The records:
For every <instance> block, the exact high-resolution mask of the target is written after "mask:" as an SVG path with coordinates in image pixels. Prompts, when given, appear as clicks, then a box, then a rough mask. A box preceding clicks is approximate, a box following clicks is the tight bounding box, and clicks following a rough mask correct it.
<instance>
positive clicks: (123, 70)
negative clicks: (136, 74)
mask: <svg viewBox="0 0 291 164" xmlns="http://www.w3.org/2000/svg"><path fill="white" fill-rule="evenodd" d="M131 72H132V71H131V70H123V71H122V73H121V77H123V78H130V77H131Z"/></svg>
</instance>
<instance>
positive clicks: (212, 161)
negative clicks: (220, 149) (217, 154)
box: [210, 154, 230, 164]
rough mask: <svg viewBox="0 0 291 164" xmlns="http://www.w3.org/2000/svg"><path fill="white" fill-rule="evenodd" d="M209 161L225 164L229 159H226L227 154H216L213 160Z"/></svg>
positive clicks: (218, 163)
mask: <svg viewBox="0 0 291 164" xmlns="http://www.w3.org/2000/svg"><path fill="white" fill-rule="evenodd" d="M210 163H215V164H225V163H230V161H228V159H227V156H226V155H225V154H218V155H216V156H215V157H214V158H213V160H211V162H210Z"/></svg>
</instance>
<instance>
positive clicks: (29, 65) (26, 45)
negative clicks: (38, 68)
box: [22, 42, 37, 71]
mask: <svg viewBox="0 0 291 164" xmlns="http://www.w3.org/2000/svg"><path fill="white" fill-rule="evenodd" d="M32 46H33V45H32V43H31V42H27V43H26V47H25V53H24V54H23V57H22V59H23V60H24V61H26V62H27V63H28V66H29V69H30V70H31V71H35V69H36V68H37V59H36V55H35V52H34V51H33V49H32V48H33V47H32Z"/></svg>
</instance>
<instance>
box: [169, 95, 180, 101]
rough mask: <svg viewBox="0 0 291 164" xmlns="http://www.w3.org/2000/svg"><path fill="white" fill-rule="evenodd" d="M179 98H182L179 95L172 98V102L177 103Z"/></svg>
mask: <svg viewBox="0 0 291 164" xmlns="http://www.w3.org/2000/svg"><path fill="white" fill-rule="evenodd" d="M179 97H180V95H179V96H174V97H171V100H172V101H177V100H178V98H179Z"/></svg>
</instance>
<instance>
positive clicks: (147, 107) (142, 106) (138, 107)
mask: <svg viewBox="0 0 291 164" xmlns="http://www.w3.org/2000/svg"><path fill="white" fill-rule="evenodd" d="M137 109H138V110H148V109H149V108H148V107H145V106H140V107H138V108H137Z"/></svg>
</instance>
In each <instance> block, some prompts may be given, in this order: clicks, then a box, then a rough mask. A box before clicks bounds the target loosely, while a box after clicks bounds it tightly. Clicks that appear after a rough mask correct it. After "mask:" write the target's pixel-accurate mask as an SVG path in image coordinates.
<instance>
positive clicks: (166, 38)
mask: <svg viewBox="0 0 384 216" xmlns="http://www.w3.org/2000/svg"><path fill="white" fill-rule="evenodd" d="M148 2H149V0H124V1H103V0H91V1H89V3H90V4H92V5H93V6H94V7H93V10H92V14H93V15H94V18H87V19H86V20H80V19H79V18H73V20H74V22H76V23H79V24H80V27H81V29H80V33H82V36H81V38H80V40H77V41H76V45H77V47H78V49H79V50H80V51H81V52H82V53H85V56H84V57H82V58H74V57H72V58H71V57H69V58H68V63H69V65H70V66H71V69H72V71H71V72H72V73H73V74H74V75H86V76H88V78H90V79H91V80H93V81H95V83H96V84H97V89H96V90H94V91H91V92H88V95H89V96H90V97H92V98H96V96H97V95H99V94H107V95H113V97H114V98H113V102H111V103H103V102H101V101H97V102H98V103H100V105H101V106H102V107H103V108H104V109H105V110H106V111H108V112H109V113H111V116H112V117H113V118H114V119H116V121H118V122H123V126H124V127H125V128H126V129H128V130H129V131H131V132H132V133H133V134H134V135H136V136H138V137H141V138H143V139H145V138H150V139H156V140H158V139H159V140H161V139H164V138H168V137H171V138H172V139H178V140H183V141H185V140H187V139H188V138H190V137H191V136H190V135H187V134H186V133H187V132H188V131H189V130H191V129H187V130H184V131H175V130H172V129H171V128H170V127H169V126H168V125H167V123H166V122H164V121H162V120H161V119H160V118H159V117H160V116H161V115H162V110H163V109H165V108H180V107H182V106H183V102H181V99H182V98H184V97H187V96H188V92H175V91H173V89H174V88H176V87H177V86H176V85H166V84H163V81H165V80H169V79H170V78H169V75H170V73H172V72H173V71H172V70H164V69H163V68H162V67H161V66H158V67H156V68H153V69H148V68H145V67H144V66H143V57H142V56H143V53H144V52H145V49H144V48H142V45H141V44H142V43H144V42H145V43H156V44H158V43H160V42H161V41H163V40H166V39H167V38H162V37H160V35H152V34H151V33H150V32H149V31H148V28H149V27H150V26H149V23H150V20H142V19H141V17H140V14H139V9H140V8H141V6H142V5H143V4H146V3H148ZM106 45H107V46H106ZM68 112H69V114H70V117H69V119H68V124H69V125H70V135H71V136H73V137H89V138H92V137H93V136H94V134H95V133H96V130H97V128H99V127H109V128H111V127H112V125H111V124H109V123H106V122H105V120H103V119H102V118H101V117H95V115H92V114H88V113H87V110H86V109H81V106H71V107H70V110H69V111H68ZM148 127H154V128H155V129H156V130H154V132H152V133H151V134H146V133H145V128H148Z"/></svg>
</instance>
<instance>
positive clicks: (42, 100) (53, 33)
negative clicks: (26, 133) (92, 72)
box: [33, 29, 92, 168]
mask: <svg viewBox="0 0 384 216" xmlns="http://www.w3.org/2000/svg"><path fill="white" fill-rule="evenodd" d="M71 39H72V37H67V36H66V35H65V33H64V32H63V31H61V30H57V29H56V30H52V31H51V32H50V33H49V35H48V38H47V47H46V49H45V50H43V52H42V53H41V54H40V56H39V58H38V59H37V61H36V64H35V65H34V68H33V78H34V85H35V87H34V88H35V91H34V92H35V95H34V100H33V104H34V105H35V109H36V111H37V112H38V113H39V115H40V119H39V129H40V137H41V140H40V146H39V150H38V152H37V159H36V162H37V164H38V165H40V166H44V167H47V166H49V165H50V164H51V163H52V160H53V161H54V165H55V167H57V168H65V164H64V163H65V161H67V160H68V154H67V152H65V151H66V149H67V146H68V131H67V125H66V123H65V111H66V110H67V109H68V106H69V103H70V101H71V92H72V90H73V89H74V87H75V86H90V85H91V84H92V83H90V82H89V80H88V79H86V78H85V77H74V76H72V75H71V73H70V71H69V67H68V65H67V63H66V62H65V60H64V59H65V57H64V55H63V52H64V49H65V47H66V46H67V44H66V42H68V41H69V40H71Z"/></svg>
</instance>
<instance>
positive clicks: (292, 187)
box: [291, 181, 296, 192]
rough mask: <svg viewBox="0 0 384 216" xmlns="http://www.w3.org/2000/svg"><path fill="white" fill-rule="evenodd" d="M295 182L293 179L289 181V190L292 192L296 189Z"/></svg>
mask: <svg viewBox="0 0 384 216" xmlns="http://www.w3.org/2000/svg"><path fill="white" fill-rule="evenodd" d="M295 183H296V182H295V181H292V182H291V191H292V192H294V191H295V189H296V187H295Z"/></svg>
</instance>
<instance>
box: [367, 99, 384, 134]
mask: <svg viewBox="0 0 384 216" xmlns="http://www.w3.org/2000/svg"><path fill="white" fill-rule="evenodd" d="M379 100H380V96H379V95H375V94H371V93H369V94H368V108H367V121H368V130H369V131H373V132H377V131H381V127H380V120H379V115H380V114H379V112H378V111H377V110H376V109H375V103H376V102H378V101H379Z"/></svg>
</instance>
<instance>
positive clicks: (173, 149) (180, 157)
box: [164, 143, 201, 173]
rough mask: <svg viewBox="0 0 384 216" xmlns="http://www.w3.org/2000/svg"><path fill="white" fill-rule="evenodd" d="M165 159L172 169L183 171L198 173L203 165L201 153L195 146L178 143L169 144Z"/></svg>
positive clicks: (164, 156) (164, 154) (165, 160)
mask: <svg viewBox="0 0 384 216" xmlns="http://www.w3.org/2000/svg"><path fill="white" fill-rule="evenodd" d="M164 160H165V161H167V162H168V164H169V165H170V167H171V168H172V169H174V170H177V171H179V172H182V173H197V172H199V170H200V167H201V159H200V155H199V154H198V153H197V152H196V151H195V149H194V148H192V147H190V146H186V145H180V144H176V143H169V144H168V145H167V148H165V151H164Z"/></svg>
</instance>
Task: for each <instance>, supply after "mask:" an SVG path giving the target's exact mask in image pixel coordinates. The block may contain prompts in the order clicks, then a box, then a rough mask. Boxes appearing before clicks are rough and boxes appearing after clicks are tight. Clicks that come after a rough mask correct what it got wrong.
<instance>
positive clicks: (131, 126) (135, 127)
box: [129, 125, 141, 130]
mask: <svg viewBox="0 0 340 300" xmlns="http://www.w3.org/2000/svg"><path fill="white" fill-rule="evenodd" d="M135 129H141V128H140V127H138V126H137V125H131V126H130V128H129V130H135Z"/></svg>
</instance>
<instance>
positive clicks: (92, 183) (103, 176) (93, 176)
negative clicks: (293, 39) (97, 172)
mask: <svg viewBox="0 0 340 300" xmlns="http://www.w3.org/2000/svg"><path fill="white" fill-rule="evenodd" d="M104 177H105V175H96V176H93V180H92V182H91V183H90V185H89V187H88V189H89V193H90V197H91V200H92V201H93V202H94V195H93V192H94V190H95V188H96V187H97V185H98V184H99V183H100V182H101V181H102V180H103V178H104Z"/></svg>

Instructions for the task: Find every line in the records above that holds the word "image", and copy each one.

Answer to the problem:
For every <instance> block, the exact high-resolution mask of the target is written after "mask:" as an SVG path with coordinates in image pixels. Prompts, when given, appear as clicks, then a box, then a rough mask. A box preceding clicks is approximate, a box following clicks is the tight bounding box, and clicks following a rough mask correct it.
In each <instance> block, some prompts may be given, in this order: clicks, then a box, then a rough mask. A box before clicks bounds the target loosely, while a box after clicks bounds it tightly. Clicks that appear after a rough mask correct it. After "mask:" write the target's pixel-accurate mask as an SVG path in image coordinates.
Task: for each <instance>, supply after "mask:" an SVG path giving the target's exact mask in image pixel coordinates. The block may contain prompts in the order clicks, then a box, then a rough mask. Boxes appearing before clicks are rough and boxes appearing after clicks are tight. Clicks that come after a rough mask correct what it got wrong.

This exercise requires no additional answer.